Segment Start: SUPPLIED MATERIAL
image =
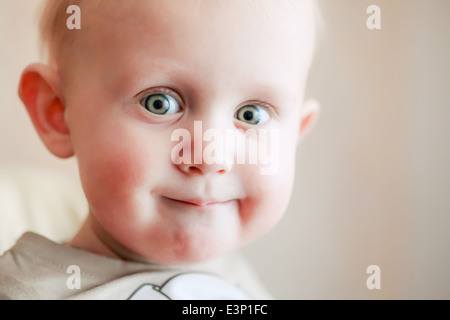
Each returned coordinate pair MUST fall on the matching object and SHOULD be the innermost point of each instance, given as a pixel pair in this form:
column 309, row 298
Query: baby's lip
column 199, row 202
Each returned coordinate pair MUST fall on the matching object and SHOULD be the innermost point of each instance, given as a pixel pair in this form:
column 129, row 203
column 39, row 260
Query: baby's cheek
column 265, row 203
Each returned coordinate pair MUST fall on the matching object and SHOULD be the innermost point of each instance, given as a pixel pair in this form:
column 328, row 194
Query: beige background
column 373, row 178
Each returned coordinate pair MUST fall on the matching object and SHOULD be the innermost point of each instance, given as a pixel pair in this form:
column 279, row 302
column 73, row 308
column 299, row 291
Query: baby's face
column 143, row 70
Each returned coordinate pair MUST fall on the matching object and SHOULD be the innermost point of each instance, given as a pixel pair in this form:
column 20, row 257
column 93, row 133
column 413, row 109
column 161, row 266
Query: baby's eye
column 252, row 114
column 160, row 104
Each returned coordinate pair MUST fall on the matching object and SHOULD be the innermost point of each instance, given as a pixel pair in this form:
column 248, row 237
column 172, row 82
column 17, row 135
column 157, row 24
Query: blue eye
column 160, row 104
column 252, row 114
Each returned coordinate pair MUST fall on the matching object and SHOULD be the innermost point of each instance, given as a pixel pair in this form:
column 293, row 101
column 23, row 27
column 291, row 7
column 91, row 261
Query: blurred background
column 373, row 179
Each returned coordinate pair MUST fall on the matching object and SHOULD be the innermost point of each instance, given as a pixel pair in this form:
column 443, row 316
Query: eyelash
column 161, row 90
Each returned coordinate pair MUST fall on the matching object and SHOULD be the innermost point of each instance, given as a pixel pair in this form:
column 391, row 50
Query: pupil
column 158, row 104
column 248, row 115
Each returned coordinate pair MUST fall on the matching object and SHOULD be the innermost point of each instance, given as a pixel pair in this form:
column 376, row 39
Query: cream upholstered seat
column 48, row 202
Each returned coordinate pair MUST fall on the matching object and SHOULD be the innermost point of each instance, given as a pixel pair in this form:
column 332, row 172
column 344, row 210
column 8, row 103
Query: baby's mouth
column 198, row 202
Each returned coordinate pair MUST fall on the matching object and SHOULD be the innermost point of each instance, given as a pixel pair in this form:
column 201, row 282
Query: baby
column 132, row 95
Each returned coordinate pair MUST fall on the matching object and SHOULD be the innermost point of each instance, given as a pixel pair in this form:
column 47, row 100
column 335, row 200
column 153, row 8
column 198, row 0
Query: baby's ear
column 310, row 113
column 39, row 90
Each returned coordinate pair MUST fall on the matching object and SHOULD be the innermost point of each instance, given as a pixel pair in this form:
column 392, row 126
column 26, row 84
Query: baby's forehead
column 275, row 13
Segment End: SUPPLIED MATERIAL
Segment Start: SUPPLIED MATERIAL
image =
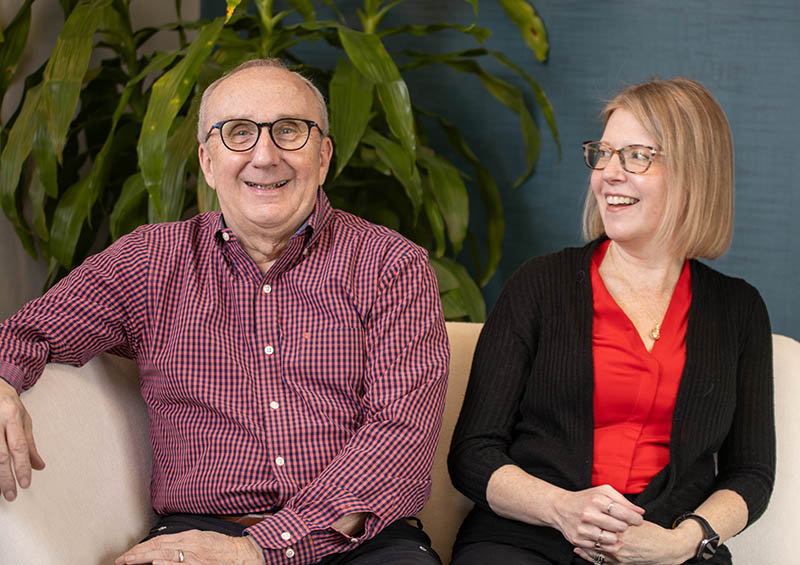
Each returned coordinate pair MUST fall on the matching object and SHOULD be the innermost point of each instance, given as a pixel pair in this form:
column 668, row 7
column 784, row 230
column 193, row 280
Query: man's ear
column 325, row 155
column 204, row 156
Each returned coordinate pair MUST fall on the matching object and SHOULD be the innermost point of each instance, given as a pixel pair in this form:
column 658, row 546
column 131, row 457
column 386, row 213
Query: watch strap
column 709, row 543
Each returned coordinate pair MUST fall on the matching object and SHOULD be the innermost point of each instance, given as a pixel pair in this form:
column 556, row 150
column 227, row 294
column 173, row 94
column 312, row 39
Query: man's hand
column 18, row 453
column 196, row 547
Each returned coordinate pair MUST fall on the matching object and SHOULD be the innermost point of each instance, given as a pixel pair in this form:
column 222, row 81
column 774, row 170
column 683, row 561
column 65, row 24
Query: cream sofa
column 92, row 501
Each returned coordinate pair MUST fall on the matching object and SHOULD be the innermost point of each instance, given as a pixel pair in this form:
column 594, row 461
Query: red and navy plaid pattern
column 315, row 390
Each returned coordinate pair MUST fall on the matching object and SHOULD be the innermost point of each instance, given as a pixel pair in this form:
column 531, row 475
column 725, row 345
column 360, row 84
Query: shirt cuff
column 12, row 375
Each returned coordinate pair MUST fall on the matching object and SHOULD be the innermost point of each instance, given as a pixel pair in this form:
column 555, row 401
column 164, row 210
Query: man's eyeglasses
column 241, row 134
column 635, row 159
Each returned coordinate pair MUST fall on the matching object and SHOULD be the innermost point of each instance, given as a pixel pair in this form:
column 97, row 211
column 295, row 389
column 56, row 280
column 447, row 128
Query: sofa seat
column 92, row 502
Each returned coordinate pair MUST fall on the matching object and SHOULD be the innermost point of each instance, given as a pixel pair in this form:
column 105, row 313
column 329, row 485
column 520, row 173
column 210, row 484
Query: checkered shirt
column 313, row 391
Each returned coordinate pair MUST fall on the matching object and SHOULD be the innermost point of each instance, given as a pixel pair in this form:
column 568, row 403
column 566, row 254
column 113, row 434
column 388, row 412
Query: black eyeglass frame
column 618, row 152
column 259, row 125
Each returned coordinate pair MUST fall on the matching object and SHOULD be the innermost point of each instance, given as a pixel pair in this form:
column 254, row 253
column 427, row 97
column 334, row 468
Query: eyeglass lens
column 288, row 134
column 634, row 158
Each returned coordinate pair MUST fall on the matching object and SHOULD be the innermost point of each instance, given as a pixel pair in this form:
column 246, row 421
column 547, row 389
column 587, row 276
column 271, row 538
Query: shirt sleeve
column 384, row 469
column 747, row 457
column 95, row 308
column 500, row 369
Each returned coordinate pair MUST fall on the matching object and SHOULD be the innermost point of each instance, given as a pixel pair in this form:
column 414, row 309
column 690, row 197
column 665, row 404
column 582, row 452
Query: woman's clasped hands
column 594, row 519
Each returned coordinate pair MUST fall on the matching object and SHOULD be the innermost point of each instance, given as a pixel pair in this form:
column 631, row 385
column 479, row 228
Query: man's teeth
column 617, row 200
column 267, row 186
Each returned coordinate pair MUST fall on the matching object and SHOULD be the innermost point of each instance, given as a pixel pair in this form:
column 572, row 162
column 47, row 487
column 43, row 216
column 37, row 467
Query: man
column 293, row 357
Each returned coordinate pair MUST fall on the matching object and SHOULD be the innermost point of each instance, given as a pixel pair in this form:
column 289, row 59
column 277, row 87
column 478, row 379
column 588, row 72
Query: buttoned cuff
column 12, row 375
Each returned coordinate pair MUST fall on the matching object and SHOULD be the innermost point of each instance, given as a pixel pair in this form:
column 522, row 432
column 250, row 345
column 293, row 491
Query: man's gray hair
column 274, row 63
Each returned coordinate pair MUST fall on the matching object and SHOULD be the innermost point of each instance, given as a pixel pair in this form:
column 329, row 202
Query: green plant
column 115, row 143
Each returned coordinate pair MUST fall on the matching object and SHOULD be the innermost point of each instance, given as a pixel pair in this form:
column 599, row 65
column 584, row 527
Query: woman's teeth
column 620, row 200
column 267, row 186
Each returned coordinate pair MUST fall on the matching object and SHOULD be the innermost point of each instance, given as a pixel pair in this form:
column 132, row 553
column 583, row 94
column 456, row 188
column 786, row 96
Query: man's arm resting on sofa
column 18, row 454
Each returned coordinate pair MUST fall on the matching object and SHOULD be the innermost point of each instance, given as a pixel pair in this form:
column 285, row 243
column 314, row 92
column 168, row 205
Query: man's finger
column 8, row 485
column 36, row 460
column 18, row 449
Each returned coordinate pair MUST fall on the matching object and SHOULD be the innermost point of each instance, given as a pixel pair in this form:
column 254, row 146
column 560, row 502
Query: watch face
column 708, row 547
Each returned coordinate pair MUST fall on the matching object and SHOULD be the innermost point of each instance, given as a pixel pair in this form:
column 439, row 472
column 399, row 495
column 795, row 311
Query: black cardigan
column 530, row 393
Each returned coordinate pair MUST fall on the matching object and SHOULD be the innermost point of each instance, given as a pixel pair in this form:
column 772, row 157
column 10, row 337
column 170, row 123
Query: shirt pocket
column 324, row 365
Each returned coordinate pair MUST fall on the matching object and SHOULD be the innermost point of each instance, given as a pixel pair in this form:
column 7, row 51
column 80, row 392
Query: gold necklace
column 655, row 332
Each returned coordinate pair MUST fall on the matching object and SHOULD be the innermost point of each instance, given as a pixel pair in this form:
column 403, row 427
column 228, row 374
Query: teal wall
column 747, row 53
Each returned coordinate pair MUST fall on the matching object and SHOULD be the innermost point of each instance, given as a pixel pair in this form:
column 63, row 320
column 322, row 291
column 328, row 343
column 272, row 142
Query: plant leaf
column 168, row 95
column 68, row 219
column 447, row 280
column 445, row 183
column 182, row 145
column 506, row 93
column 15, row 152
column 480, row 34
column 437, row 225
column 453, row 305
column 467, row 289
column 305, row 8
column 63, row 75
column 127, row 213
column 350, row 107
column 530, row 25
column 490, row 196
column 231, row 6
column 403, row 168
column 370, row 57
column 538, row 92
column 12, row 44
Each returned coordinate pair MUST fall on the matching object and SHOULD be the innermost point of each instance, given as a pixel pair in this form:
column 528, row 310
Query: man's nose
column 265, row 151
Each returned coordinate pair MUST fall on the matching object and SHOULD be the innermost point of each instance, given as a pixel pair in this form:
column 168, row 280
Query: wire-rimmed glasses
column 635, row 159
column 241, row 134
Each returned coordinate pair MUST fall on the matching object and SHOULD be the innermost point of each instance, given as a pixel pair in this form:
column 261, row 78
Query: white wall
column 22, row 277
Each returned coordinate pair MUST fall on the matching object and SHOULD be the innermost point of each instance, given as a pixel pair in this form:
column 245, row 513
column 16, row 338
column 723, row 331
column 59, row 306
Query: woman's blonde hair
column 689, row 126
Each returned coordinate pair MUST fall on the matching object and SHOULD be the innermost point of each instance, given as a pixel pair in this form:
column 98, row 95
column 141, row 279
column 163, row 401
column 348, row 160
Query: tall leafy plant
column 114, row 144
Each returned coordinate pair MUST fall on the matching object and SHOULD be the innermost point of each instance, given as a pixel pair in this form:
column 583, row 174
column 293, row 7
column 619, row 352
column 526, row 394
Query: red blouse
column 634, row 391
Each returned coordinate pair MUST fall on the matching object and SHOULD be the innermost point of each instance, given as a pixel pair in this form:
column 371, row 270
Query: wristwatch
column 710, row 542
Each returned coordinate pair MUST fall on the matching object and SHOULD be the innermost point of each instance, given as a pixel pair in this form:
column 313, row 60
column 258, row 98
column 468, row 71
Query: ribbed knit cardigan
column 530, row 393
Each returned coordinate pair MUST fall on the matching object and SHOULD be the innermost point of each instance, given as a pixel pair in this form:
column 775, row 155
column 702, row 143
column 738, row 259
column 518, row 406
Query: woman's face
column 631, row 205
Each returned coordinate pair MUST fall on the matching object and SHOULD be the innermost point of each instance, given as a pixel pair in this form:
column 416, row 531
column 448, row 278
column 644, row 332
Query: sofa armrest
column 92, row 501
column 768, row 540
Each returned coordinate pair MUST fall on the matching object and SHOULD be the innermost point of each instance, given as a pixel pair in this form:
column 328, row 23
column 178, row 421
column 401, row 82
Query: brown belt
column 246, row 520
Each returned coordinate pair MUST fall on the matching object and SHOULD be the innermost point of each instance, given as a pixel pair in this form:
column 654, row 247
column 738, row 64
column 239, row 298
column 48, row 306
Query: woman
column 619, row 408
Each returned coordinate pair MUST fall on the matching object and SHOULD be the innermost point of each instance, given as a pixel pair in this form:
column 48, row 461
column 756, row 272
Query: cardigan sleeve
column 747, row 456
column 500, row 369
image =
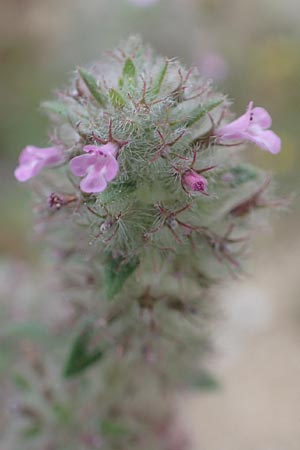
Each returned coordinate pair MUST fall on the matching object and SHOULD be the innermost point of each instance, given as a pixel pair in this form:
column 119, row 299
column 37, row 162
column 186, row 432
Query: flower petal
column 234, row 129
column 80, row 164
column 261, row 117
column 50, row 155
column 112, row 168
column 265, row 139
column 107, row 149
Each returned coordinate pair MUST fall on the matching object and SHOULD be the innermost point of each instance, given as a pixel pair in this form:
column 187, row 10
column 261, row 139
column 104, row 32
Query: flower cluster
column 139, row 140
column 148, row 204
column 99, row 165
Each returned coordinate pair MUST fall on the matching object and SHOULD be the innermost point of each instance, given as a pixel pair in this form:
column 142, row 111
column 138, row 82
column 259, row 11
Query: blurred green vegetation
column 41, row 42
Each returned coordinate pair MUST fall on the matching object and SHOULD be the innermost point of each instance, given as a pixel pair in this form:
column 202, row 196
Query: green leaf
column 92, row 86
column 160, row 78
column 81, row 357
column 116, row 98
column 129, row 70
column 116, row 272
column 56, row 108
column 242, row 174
Segment End: SUPPLIED MATERIAL
Segment Start: SUPPLIED MATERIAL
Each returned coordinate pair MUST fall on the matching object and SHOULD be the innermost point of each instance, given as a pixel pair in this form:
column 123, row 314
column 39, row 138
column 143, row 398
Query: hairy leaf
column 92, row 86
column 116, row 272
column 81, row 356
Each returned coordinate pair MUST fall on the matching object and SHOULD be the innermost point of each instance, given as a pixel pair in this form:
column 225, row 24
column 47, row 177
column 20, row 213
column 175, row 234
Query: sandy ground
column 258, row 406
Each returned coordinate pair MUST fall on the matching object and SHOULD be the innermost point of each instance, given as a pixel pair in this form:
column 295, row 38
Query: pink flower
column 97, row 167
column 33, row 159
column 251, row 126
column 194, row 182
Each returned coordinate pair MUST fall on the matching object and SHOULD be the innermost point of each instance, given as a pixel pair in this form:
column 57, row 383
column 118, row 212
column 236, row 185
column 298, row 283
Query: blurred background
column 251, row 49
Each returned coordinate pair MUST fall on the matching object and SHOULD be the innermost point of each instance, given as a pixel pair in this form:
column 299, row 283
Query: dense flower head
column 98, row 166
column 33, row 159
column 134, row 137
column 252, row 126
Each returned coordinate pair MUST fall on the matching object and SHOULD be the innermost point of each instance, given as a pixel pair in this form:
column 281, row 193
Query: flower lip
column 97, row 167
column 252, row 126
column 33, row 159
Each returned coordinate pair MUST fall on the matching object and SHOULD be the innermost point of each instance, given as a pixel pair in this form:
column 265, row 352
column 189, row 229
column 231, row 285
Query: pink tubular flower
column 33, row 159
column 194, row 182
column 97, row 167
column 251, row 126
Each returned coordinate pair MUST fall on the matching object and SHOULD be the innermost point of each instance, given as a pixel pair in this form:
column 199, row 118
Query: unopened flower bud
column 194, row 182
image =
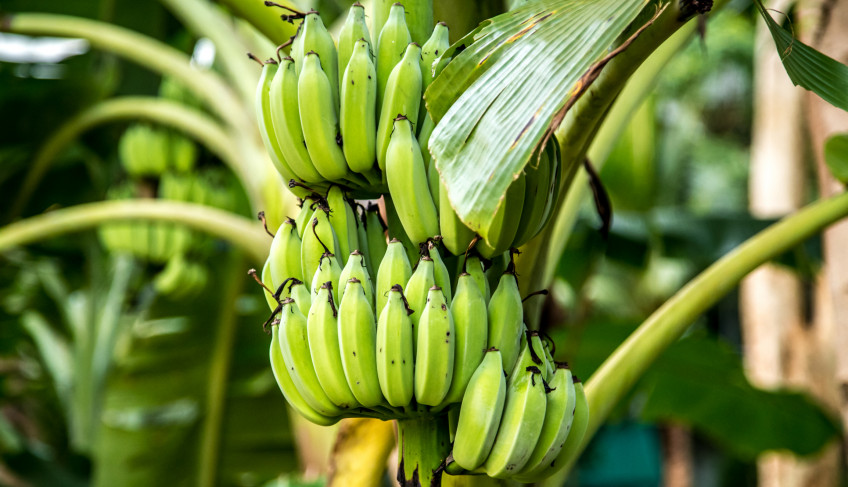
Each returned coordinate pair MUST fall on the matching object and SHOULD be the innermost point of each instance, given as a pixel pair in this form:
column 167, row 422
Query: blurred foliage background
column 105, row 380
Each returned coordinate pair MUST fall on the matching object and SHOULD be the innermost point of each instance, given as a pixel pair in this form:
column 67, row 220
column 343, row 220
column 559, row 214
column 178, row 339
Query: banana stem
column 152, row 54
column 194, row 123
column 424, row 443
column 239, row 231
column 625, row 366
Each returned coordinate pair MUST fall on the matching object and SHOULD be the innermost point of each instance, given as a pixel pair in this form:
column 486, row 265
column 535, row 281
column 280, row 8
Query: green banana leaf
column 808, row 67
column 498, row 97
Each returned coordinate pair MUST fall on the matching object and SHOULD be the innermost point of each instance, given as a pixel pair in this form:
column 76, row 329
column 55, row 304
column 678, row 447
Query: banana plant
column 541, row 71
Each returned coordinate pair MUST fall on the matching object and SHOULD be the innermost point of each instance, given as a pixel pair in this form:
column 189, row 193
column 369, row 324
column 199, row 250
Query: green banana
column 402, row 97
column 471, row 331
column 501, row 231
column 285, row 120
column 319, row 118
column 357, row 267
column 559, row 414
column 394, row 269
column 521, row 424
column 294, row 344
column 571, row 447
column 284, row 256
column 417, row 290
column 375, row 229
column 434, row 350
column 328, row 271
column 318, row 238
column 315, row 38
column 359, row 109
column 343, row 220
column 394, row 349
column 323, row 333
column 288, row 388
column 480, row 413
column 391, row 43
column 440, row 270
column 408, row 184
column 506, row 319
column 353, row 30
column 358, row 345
Segment End: SUPPLIED MATERIAL
**PROBLEM STATEMENT**
Could you repeat exactly the lines above from the line with "column 528, row 310" up to and including the line with "column 163, row 401", and only those?

**PROBLEM SOLUTION**
column 528, row 310
Query: man's nose
column 265, row 151
Each returned coordinate pair MUST fall on the matching object and SHOULD be the innermost point of each instance, given as a pixel pair in this form:
column 168, row 280
Query: wire-rimmed glasses
column 635, row 159
column 241, row 134
Each returned coordinate pair MUST fall on the matching object and SHOULD be the innermost point of each instance, given as a pixel pair in this form:
column 261, row 78
Query: white wall
column 22, row 277
Each returned coordinate pair MUST fall on the matching object and SHOULD be the innermost point of each instance, given as a pixel pair in this form:
column 245, row 513
column 16, row 338
column 723, row 331
column 59, row 306
Query: woman's blonde hair
column 689, row 126
Each returned coordinate pair MUST fall on the matching object and SHOULD be the innermost point of each instance, given as a pixel pair in this form:
column 98, row 95
column 141, row 279
column 163, row 401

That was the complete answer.